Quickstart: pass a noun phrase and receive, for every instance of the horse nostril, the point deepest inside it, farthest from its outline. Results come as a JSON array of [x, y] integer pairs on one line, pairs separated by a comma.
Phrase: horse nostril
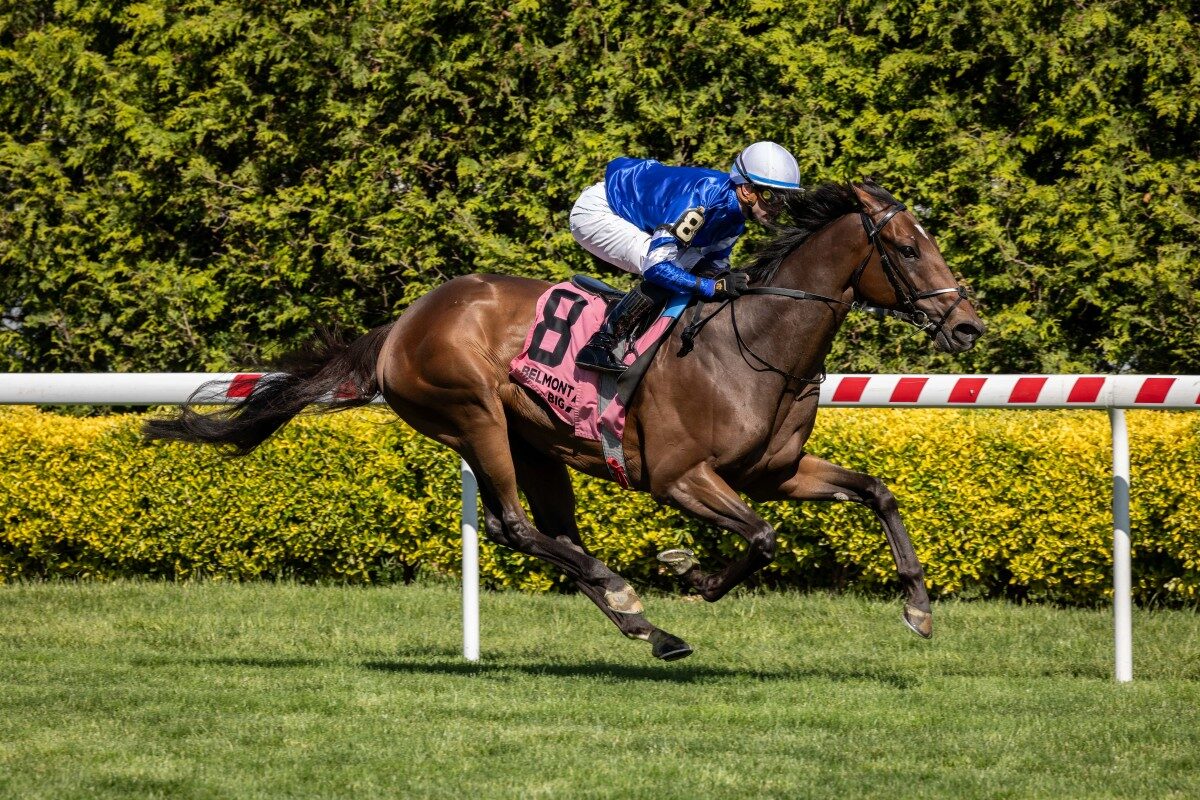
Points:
[[967, 331]]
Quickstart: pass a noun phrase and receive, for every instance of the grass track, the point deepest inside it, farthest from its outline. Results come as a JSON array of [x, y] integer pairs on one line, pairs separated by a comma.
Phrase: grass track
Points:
[[283, 691]]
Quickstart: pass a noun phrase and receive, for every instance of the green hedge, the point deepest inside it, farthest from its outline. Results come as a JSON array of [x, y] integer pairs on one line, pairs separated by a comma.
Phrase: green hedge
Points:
[[189, 185], [1012, 504]]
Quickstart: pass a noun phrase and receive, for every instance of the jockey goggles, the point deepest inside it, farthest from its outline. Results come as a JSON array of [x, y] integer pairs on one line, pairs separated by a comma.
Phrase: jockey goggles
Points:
[[772, 198]]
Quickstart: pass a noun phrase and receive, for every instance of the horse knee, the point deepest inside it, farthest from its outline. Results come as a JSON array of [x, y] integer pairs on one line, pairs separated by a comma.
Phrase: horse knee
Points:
[[881, 499], [495, 530], [762, 541]]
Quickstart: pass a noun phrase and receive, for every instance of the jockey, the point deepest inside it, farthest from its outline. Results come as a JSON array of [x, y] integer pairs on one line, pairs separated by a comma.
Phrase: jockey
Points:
[[676, 227]]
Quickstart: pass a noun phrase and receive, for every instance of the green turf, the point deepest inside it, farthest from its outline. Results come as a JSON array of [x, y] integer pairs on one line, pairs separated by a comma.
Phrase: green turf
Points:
[[285, 691]]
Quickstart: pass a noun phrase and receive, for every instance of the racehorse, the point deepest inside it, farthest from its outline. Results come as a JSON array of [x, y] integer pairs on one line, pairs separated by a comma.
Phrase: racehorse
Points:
[[731, 417]]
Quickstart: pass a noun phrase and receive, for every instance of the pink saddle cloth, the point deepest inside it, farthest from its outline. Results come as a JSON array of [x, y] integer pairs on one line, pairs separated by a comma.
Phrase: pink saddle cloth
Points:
[[565, 319]]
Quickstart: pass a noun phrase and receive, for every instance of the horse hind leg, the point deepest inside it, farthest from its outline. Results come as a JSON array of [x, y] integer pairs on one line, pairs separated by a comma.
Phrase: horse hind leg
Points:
[[705, 495], [547, 487], [820, 480], [484, 444]]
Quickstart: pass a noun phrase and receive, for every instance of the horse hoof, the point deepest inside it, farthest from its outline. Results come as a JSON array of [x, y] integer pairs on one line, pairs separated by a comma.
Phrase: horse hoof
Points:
[[918, 621], [624, 600], [679, 560], [669, 648]]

(Work order) Reproduce only the lines running from the beginning of the entries above to the line holding "jockey goggles, the", inclusive. Pictures stay out of the copy.

(Answer area)
Quickstart: pass a noun phrase and receive, for every instance of the horse nostril, the point deepest inside it, farthest from its outline. Results come as a JSON array of [x, y] integer pairs on one line, pairs separated by a comma.
Phrase: horse nostril
Points:
[[967, 331]]
Quickstart: pass a noun phrase and receive, for every instance of the grass track, the point deepest inside it, farthest from its outline. Results come as a JSON array of [x, y] integer pairs on one line, pairs separated by a comma.
Phrase: grass track
Points:
[[283, 691]]
Quickstart: pass a noun phrase and receive, for every instance of the green hedge, the point deepest inside it, farthest from its outline. Results come as a JSON array of [x, y] integer pairs on one line, pairs separated by a comma.
Phrase: green hedge
Points:
[[189, 185], [1012, 504]]
Quickstart: pass a noun phrase and receive, for every instance of the jockey goggles, the point deepest inside it, farthest from its outline. Results come as a JSON array of [x, y] integer pairs on one line, pairs separated by a comma.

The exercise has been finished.